## MATERIAL FOR THIS TASK:
+ + + + +

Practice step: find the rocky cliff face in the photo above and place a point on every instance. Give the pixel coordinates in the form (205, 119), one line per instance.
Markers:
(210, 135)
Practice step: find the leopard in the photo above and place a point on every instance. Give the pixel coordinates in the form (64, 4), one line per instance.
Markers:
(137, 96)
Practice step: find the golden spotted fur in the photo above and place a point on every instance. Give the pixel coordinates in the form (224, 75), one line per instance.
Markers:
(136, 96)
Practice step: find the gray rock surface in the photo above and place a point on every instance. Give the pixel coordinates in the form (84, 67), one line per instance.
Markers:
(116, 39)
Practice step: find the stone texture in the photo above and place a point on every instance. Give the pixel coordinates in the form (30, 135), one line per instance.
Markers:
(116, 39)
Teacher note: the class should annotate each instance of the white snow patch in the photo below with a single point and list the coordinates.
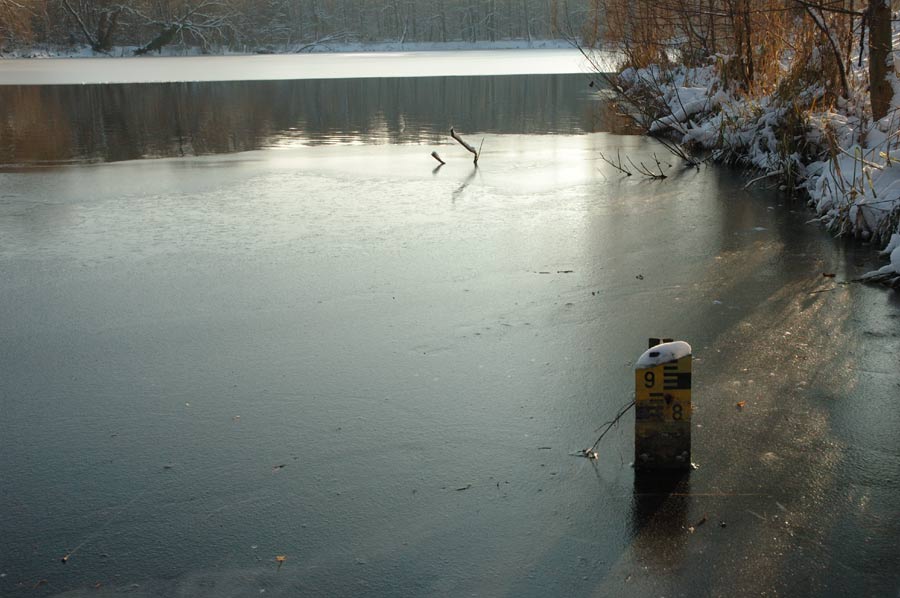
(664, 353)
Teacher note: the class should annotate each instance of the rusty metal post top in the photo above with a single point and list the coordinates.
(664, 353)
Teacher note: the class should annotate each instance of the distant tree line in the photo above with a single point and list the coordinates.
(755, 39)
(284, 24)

+ + + + +

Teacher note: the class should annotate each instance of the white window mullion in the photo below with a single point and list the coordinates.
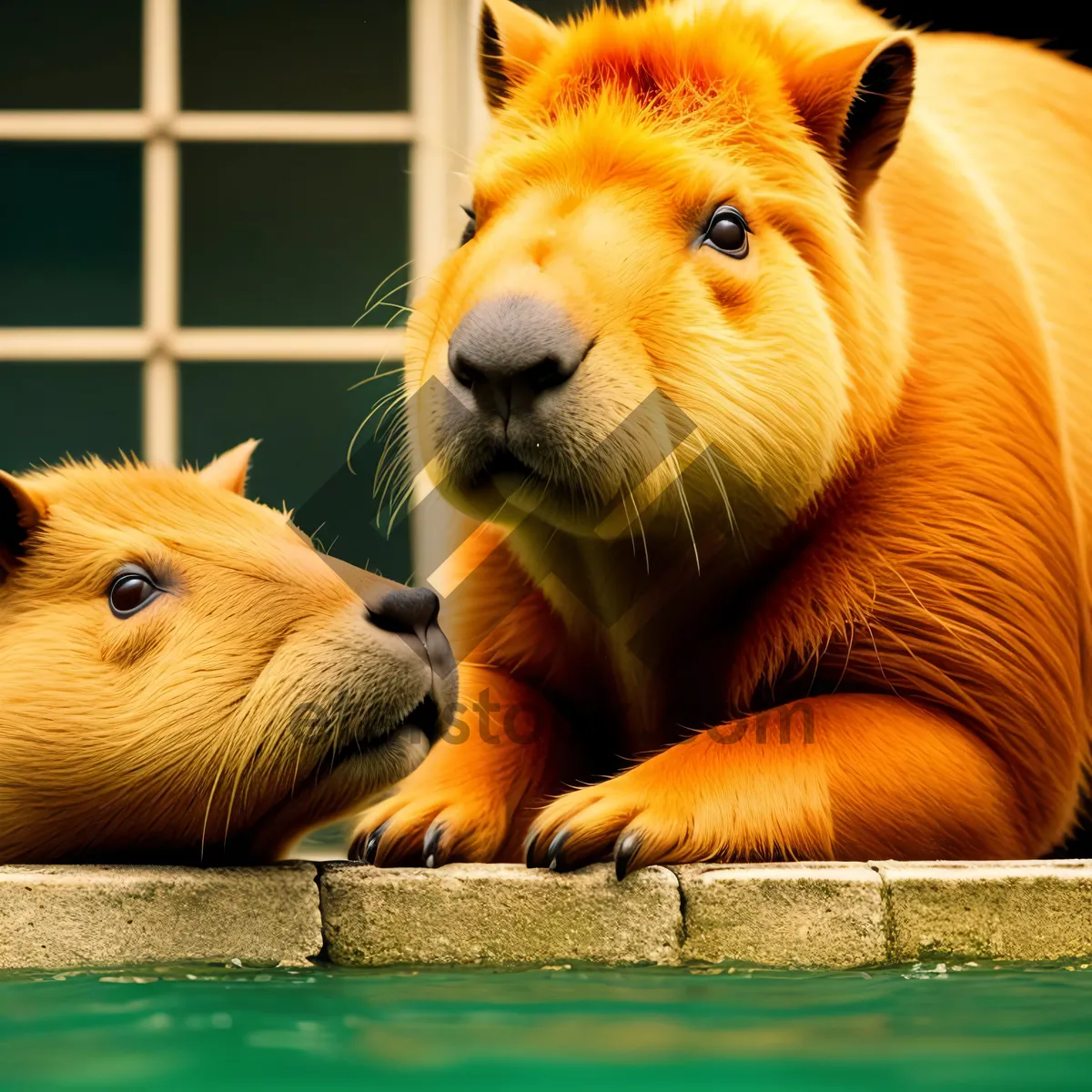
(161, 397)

+ + + + +

With the line holding "Practice step: find the rocky" as the first and the line holding "Practice step: find the gray" as the last, set down that range of the entries above exactly, and nothing else.

Practice step: find the rocky cliff face in the photo above and place a point on every instance. Give the pixel coordinates in the form (205, 119), one line per instance.
Markers:
(210, 135)
Practice step: find the leopard in the photo above and place a point on every instance. Give the pixel coordinates in the form (64, 4), one line per instance.
Markers:
(137, 96)
Practice step: find the golden spotted fur in the photo above and place a point on every instance. Give the pixel coordinates in the form (224, 75), one line per instance.
Markers:
(136, 96)
Practice step: find the gray rock surface in the photo above and place a point on every instance. Give the pixel coordinates in the form (84, 67), one line per instance.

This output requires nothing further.